_PROBLEM DETAILS_
Rewrite the listing from the line containing "Objective — for every instance of the wooden coffee" through the last line, renaming "beige carpet" to "gray rug" and changing nothing else.

== DATA FOR THE TASK ==

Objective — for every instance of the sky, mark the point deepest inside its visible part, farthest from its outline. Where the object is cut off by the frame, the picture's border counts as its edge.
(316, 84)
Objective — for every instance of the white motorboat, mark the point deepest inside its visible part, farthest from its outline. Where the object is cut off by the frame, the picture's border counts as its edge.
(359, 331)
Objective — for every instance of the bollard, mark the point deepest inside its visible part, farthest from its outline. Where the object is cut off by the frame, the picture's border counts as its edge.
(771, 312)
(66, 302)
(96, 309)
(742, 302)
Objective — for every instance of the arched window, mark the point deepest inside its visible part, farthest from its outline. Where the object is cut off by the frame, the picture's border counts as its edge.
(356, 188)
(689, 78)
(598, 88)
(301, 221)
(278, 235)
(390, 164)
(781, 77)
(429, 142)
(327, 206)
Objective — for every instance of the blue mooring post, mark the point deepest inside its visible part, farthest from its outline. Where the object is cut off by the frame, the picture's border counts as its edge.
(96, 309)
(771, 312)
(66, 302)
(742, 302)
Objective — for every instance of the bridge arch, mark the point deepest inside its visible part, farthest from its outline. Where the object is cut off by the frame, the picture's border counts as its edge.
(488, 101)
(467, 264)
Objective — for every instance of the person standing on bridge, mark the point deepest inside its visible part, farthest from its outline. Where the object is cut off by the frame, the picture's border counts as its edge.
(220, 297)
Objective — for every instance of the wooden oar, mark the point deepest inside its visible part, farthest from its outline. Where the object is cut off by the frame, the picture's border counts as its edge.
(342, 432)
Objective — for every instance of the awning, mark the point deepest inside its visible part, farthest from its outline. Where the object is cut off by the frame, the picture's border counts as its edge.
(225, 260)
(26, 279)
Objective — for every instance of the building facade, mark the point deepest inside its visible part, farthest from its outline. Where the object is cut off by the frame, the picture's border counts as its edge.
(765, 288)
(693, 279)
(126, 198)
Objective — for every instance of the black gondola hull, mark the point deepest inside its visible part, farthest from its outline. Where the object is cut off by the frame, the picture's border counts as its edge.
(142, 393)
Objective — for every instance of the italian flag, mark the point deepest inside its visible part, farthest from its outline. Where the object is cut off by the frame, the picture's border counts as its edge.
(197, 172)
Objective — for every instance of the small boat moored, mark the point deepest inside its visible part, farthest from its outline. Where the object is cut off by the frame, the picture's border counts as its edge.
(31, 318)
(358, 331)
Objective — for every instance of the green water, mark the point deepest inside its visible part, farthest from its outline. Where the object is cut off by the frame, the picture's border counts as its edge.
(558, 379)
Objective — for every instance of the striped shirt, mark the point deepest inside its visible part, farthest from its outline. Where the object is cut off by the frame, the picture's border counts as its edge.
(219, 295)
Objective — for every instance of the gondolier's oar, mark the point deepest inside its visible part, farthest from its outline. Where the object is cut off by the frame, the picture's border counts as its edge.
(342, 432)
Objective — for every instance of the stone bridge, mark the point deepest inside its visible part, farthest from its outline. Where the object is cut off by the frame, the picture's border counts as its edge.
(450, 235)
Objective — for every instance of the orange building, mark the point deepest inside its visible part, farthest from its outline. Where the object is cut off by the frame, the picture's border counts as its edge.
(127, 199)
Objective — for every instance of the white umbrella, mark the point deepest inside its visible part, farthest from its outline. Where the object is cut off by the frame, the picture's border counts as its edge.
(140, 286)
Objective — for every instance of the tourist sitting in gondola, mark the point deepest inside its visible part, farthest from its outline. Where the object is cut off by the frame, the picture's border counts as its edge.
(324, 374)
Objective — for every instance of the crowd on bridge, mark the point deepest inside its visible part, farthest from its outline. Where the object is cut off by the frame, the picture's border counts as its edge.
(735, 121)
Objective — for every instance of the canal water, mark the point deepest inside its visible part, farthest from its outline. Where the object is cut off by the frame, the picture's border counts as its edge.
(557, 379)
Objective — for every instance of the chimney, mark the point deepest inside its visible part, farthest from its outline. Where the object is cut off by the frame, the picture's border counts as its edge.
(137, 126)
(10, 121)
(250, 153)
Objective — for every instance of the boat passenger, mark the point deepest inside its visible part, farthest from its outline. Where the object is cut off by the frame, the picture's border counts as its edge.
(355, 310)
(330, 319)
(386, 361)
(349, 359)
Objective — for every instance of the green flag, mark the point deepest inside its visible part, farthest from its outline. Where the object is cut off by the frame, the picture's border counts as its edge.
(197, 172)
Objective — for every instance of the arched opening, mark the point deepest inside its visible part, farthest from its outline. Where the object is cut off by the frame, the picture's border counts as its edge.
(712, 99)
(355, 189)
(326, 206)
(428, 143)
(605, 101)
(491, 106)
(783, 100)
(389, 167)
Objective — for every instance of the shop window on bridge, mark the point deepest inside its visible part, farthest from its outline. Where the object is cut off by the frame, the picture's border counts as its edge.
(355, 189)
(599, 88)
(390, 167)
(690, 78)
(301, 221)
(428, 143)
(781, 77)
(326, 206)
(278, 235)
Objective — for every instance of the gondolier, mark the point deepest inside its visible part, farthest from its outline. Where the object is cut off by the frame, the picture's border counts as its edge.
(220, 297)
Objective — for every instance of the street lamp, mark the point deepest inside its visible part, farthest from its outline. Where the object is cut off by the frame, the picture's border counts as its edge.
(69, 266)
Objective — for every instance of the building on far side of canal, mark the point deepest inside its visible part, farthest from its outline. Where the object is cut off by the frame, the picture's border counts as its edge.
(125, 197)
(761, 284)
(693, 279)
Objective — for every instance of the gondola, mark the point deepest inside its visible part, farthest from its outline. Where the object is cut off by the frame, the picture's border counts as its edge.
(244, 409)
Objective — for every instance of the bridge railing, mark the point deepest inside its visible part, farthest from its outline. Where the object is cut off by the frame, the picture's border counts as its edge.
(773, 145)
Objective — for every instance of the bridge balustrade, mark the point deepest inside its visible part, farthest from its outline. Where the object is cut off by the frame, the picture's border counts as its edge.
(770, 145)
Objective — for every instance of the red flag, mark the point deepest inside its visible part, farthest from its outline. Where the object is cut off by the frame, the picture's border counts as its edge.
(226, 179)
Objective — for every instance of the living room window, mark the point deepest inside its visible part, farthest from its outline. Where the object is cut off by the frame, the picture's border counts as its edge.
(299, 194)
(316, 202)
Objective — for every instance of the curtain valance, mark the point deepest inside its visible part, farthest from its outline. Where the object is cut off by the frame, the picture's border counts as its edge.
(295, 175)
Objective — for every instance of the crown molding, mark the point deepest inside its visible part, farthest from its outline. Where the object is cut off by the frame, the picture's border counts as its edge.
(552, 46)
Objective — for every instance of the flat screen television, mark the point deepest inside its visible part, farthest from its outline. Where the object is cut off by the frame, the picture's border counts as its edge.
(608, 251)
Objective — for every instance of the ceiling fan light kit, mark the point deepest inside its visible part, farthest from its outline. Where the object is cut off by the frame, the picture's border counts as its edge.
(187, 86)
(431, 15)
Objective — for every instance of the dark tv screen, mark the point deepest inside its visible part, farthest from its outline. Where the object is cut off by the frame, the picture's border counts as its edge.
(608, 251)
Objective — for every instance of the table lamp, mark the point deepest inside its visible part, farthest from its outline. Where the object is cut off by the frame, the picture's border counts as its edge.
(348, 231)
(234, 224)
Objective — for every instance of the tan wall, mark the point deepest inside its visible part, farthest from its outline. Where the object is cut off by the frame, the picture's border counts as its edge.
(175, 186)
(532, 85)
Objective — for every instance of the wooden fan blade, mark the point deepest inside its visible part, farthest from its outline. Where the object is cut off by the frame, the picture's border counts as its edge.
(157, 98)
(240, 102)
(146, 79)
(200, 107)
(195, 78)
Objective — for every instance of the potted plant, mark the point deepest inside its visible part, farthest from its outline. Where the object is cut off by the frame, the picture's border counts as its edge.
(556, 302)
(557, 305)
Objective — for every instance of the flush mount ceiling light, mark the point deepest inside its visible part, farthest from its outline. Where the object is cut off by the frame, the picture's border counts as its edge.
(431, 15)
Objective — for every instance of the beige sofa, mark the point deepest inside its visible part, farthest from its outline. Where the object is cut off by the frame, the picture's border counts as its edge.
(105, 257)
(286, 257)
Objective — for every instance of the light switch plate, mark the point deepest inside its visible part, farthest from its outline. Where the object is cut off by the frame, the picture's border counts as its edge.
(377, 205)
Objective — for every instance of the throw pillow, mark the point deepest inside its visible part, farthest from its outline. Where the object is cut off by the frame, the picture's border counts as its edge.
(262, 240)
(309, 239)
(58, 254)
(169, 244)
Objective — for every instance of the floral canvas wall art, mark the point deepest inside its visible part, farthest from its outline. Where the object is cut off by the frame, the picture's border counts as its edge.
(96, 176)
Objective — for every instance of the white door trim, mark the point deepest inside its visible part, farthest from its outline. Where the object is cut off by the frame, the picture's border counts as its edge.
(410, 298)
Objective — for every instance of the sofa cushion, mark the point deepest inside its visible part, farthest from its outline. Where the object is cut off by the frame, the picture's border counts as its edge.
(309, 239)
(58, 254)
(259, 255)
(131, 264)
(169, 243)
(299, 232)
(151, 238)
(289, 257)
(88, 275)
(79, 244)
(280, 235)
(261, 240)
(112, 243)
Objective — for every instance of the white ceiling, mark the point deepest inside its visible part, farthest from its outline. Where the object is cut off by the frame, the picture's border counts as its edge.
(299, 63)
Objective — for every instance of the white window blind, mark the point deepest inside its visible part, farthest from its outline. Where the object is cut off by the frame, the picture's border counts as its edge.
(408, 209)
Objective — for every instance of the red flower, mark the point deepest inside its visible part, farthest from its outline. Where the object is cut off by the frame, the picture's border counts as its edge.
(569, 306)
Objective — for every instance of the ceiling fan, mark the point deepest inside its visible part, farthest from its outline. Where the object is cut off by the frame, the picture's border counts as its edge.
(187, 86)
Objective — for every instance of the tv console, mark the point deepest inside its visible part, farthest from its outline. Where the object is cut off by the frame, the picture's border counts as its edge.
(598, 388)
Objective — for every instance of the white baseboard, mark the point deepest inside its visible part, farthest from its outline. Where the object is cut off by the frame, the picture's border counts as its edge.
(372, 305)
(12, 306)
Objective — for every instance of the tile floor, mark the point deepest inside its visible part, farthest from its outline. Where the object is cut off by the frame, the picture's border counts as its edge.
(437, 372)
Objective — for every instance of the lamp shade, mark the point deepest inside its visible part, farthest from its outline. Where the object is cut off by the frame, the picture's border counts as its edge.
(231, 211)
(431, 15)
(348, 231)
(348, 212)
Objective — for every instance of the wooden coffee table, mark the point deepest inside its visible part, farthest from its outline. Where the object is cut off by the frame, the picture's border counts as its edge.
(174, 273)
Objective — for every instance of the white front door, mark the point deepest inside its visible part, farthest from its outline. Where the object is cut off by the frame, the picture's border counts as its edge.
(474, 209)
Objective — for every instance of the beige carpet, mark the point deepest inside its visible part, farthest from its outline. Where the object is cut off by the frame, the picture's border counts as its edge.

===

_SOLVED EXERCISE_
Objective — for every instance of the wooden coffee table, mark the point deepest inside its visible part, farthest from its outline. Where the object is cut off by the frame, the picture's border counts as its edge.
(174, 273)
Objective — for every instance of the white front door, mark the point deepest inside its visible part, farthest from its outline. Where the object is cut off by the frame, the picture's border counts as its edge.
(474, 209)
Objective — for every instance of the gray rug, mark the point deepest inside its visible part, farthest from its outline. Where the object is cut off by the frame, the picture's border counts as its edge.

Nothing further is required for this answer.